◆ DOCUMENT EXCERPT ◆
## START

Trinitarian Theology within Traditional Christian Metaphysics
There has been continuous debate throughout the ages as to the precise definition of the Trinity. Does it fall into the category of apophatic theology in which case it becomes a metaphysical first principle, or should it be understood (along with all other dogmas) under the aegis of cataphatic theology and therefore, it too, an approximation of unknowable Reality transcendent to itself? Worthy Christians, scholars, and theologians have debated and disagreed about the answer to this question. Caldecott has made a case for the first position. Many traditional theologians disagree, and have made a strong and convincing case for the second.
Caldecott’s argument for the former is based upon his objection to Schuon’s assertions that the doctrine of the Trinity falls under the category of an upaya and that Christian theology “almost inevitably confuses three distinct planes of reality—the undifferentiated Essence, the divine relativity or Personality, and cosmic Relativity.” Using Meister Eckhart as his point of reference, Caldecott critiques the notion the “Godhead” (or that the Trinity involves any form of procession from the Godhead). It is not altogether clear whether or not Caldecott accepts the notion of “degrees of reality,” but what is clear is his rejection of the idea that the Godhead is the highest hypostasis (or beyond hypostasis altogether) if it does not refer explicitly to the Trinity. For him Trinity and Godhead are the same.
Taking this position, however, he fails to acknowledge those Patristic formulations which do in fact express degrees of divinity (hypostases) in a descending “procession” from the super-essential Godhead.14 St. John Damascene, for example, makes an explicit distinction between the essence or nature of God (ousia, phusis) and the unknowable, absolutely inaccessible Divine Reality because it is super-essential (huperousioteis). He says,
God then is infinite and incomprehensible, and all that is comprehensible about Him is His infinity and incomprehensibility. All that we can say cataphatically concerning God does not show forth His nature but the things that relate to his nature. God does not belong to the class of existing things: not that He has not existence, but that He is above all existing things, nay even above existence itself. For if all forms of knowledge have to do with what exists, assuredly that which is above knowledge must certainly be also above essence (huper ousian); and conversely, that which is above essence will also be above knowledge.15
Likewise, St. Gregory of Palamas, who spoke of these distinctions using the terms “superior divinity” over against “inferior divinity,” takes the same view:
The super-essential nature of God is not a subject for speech or thought or even contemplation, for it is far removed from all that exists and more than unknowable, being founded upon the uncircumscribed might of the celestial spirits—incomprehensible and ineffable to all for ever. There is no name whereby it can be named, neither in this age nor in the age to come, nor word found in the soul and uttered by the tongue, nor contact whether sensible or intellectual, nor yet any image which may afford any knowledge of its subject, if this be not that perfect incomprehensibility which one acknowledges in denying all that can be named. None can properly name its essence or nature if he be truly seeking the truth that is above all truth.16
This understanding is one important aspect of Patristic and Dionysian theology (and part of its underlying metaphysics), and sees, therefore, the Trinity (manifesting the central mystery of the divine essence) as the first procession (or manifestation) out of that which is unknowable or super-essential (beyond essence) in God. It is also understood in precisely this same way by important medieval and modern Catholic theologians whose orthodoxy is not in question.

## END

◆ GIVEN INSTRUCTION ◆
Reproduce the passage of the text on Trinitarian theology between "Caldecott’s argument for" and "are the same.", inclusive, substituting "Divine Essence" for "Godhead" wherever it occurs. The lines after this text were drawn from a separate source.

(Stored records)
## START

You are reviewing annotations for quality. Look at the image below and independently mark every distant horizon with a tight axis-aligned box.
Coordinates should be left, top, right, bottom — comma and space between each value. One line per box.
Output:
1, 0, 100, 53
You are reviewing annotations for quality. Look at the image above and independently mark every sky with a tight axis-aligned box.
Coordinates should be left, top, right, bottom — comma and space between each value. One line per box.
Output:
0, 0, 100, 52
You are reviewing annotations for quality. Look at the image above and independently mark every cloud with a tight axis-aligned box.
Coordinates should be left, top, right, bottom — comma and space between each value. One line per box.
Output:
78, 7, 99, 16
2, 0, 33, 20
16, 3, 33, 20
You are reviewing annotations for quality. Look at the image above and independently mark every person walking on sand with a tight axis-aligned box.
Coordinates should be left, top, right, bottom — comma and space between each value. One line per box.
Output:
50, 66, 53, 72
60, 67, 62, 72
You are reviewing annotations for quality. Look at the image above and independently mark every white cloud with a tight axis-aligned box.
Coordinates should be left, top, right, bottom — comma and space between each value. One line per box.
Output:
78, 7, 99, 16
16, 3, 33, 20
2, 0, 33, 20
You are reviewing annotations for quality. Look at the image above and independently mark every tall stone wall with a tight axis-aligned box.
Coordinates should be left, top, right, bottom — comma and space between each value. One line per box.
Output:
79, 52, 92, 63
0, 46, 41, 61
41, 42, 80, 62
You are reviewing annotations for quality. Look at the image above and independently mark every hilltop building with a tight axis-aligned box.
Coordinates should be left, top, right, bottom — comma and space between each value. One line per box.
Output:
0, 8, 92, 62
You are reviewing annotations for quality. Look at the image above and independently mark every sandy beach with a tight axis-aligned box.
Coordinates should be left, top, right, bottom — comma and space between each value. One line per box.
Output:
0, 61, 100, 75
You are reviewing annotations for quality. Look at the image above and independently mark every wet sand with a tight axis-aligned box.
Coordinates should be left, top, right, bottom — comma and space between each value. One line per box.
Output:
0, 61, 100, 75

## END

◆ ANSWER TO THIS TASK ◆
Caldecott’s argument for the former is based upon his objection to Schuon’s assertions that the doctrine of the Trinity falls under the category of an upaya and that Christian theology “almost inevitably confuses three distinct planes of reality—the undifferentiated Essence, the divine relativity or Personality, and cosmic Relativity.” Using Meister Eckhart as his point of reference, Caldecott critiques the notion the “Divine Essence” (or that the Trinity involves any form of procession from the Divine Essence). It is not altogether clear whether or not Caldecott accepts the notion of “degrees of reality,” but what is clear is his rejection of the idea that the Divine Essence is the highest hypostasis (or beyond hypostasis altogether) if it does not refer explicitly to the Trinity. For him Trinity and Divine Essence are the same.